*GIVEN TASK 1*:
Gather every line of the entries below that contains the string "misty". Case counts.

*PROVIDED TEXT*:

┏━━

May 2015

In This Edition

 

Spring has sprung and many nonprofit organizations have been busy planning their summer and fall fundraising events. Planning is key to a successful event. While dates, location and activities are important parts of planning, considering how the money is raised, secured and recorded is as crucial, yet often overlooked.

 

A good way to begin is to get together with key staff or board members and brainstorm all the ways that money will be collected before and during the event.  Asking the questions who, what, where, when and how can be useful in developing proper cash handling.  For example, if tickets are sold before the event, decide who is going to sell the tickets and how many tickets each person will be responsible for selling. Consider numbering the tickets and keeping records of how many each person sells and returns. This not only keeps track of where the tickets are but also gives the event coordinator an expected revenue estimate and provides useful planning data for the future.  

 

Remember to print quid pro quo contributions disclosures on the ticket, if applicable.  A quid pro quo disclosure lets the donor know how much of the ticket price is for goods and services, such as the price of a meal. It also tells how much the deductible contribution is.

┗━━

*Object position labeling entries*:

┏━━

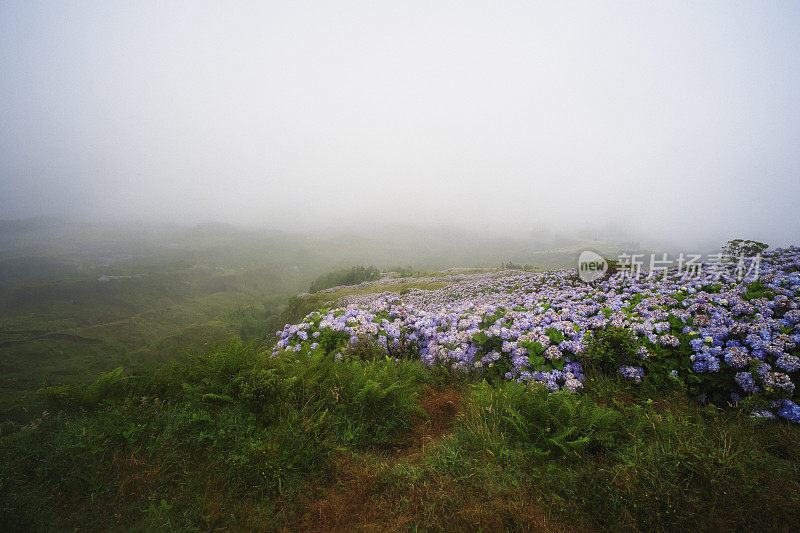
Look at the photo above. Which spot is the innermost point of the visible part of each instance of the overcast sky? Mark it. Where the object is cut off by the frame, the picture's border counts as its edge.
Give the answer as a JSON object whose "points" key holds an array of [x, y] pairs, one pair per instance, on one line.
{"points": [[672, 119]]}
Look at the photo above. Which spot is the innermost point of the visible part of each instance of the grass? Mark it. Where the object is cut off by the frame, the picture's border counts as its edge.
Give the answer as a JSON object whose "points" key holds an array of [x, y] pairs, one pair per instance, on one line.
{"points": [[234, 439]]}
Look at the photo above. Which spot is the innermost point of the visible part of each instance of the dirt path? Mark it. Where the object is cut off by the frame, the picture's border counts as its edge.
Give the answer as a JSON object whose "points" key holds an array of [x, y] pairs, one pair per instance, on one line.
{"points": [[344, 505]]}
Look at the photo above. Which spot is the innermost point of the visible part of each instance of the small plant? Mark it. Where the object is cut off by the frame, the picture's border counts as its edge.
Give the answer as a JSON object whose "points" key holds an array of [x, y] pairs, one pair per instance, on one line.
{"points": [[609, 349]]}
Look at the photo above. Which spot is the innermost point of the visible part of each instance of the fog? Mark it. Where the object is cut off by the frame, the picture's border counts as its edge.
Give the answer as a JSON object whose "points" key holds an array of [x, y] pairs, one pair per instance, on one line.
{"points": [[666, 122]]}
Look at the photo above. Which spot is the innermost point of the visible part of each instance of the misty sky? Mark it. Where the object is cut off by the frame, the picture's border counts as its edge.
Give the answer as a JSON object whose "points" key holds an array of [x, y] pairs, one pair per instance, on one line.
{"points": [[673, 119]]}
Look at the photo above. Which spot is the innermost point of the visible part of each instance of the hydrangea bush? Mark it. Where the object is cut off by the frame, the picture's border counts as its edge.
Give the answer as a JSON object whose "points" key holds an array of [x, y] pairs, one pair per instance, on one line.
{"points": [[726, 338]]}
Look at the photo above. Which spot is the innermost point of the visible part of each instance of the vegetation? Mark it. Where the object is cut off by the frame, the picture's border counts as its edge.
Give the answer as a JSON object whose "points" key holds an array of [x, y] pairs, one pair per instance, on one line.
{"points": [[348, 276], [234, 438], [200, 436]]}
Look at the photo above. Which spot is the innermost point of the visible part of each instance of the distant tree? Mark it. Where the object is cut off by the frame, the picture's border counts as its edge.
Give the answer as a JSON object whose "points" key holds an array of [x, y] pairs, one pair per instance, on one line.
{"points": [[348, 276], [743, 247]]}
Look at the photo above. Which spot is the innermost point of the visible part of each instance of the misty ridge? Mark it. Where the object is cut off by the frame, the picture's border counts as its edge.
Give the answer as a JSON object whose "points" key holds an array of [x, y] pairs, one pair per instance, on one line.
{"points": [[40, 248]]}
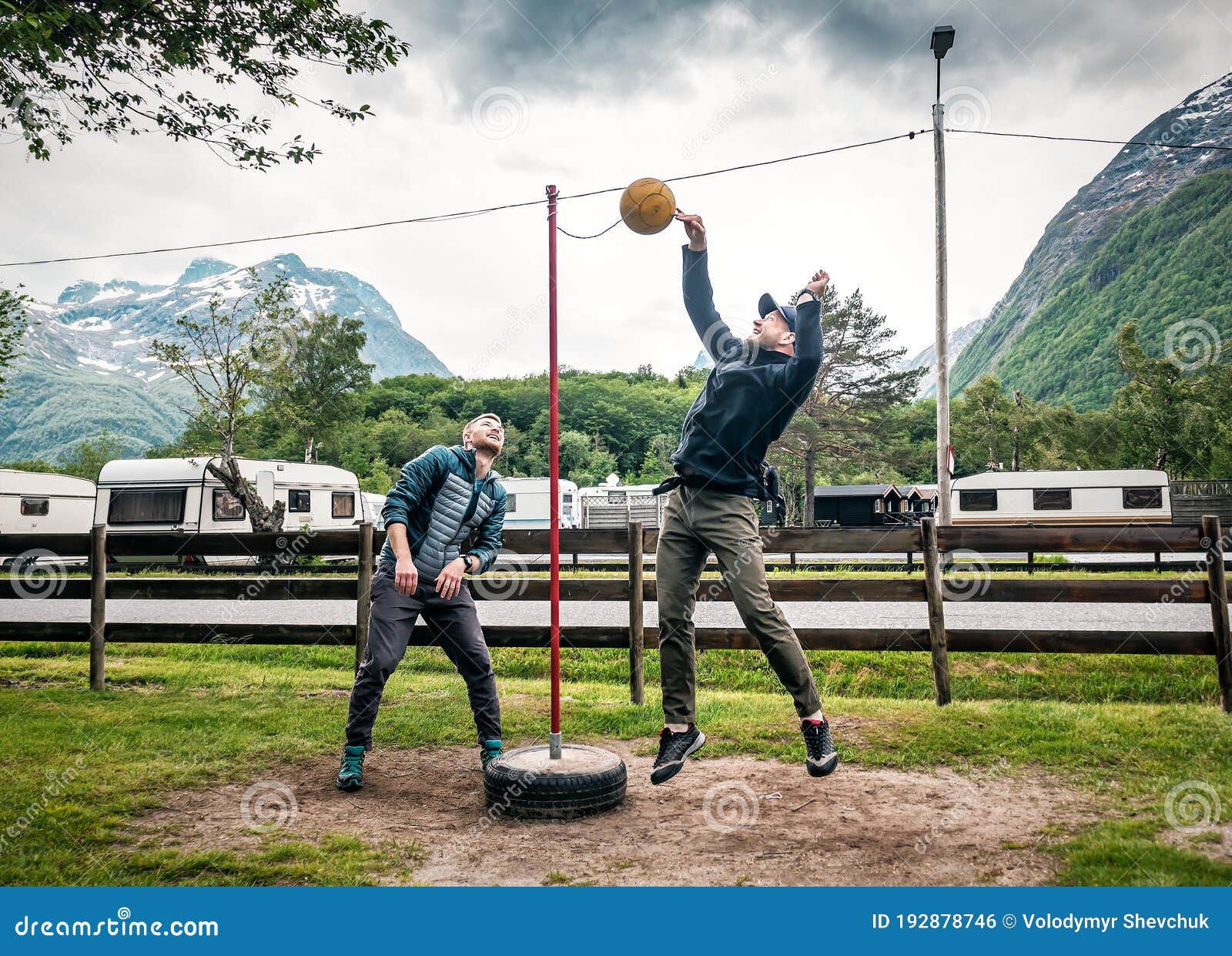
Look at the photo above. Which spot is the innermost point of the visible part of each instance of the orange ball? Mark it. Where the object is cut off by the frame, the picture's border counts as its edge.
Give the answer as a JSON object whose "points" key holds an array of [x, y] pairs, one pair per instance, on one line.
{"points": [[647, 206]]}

┗━━

*GIVEN TASK 2*:
Using the newsletter above, answer these questions:
(a) Which five question words does it suggest asking when developing proper cash handling?
(b) Besides tracking where the tickets are, what does keeping records of ticket sales give the event coordinator?
(c) What should be printed on the ticket, if applicable?

*REPLY 1*:
Look at the photo above. Which spot is the innermost point of the visible part of each instance of the misty sky? Mark it. Where the object is cut off by the frame, the picture's border counts as its edge.
Look at the photo above. Which spot is the innermost point of the visible part of each instance of the misty ridge? Mark it. Where the object is cut off by the frame, the picture's border counts as its edge.

*REPLY 2*:
(a) Who, what, where, when and how.
(b) An expected revenue estimate, along with useful planning data for the future.
(c) Quid pro quo contributions disclosures.